__Extrait de page__.

◇ ◇ ◇ ◇

COVID-19 : non, cette étude sur les coureurs n’est pas une étude

Les articles du Détecteur de rumeurs sont rédigés par des journalistes
scientifiques de l'Agence Science-Presse. Les Fonds de recherche du Québec et
le Bureau de coopération interuniversitaire sont partenaires du Détecteur de rumeurs.

Auteur : Agence Science Presse - Pascal Lapointe

Ces derniers jours, une référence à une « étude » sur les coureurs et les cyclistes qui émettraient un taux dangereux de gouttelettes contaminées au coronavirus, accompagnée d’une préoccupante animation informatique, a causé beaucoup d’inquiétudes. Or, constate le Détecteur de rumeurs, il n’y a aucune étude. Et l’animation n’a jamais été validée, que ce soit en épidémiologie, en médecine ou en biologie.

◇ ◇ ◇ ◇

__Données présentées__.
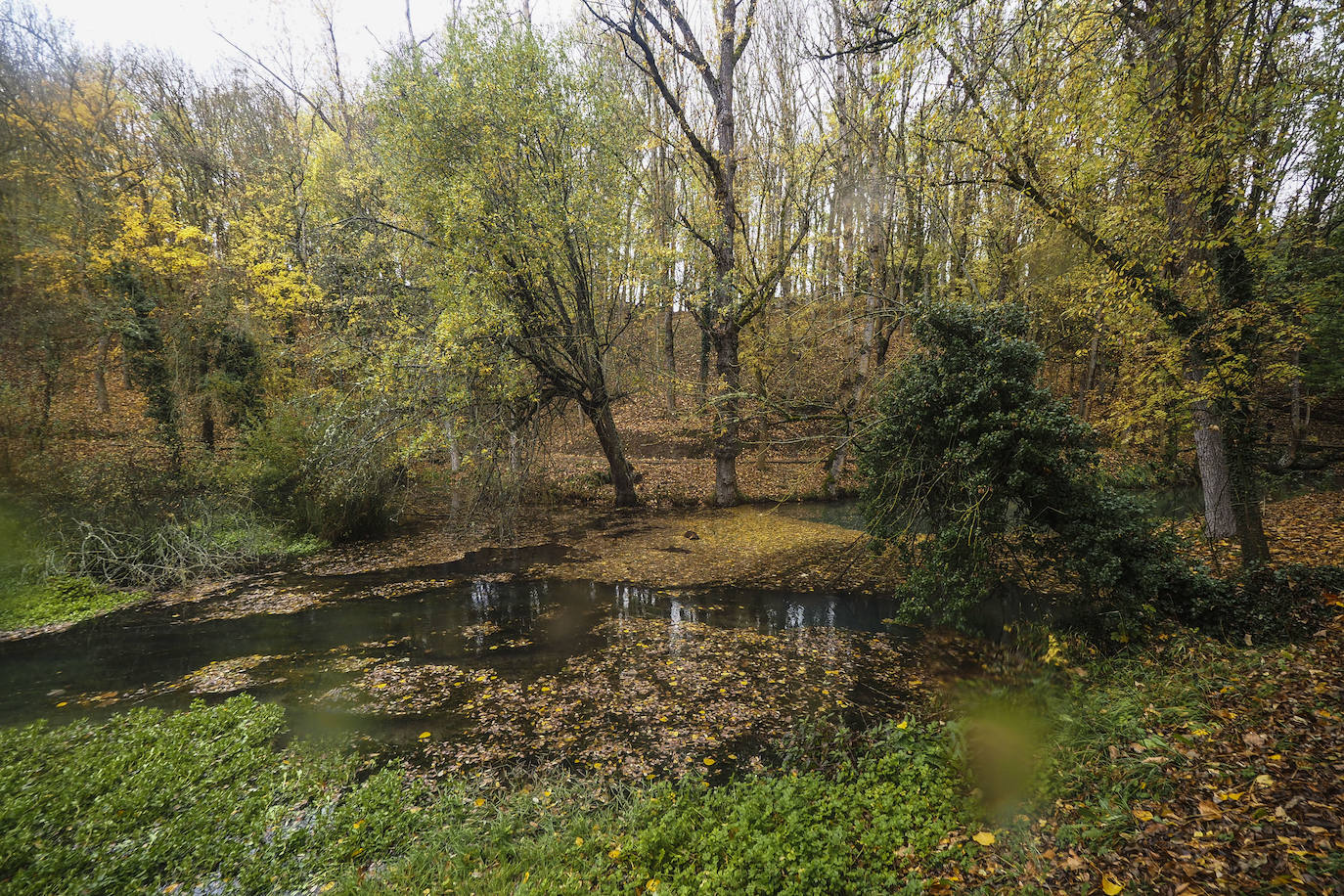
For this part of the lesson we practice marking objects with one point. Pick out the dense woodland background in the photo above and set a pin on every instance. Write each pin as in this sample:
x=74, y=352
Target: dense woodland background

◇ ◇ ◇ ◇

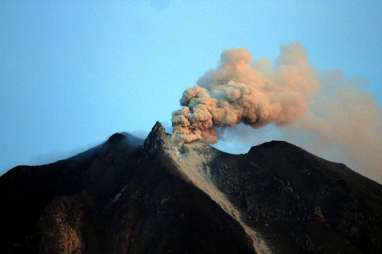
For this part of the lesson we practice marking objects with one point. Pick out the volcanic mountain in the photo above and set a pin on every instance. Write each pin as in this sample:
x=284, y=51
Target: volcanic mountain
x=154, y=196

◇ ◇ ◇ ◇

__Liste des consignes__.
A. Extrayez de l'extrait le passage qui commence par « Ces derniers jours, une » et se poursuit jusqu'à « ou en biologie. ».
B. D'après l'extrait, par qui les articles du Détecteur de rumeurs sont-ils rédigés ?
C. Indiquez si chacune des affirmations suivantes concorde avec l'extrait, en citant les mots qui le montrent : (i) Les Fonds de recherche du Québec sont partenaires du Détecteur de rumeurs. (ii) L'animation a été validée en épidémiologie. (iii) Selon le Détecteur de rumeurs, une étude sur les coureurs existe bel et bien.
Les données constituent un matériau distinct de l'extrait.

__Réponses à l'exercice__.
A.
Ces derniers jours, une référence à une « étude » sur les coureurs et les cyclistes qui émettraient un taux dangereux de gouttelettes contaminées au coronavirus, accompagnée d’une préoccupante animation informatique, a causé beaucoup d’inquiétudes. Or, constate le Détecteur de rumeurs, il n’y a aucune étude. Et l’animation n’a jamais été validée, que ce soit en épidémiologie, en médecine ou en biologie.

B. Par des journalistes scientifiques de l'Agence Science-Presse.

C.
(i) Oui : « Les Fonds de recherche du Québec et le Bureau de coopération interuniversitaire sont partenaires du Détecteur de rumeurs ».
(ii) Non : « l’animation n’a jamais été validée, que ce soit en épidémiologie, en médecine ou en biologie ».
(iii) Non : « il n’y a aucune étude ».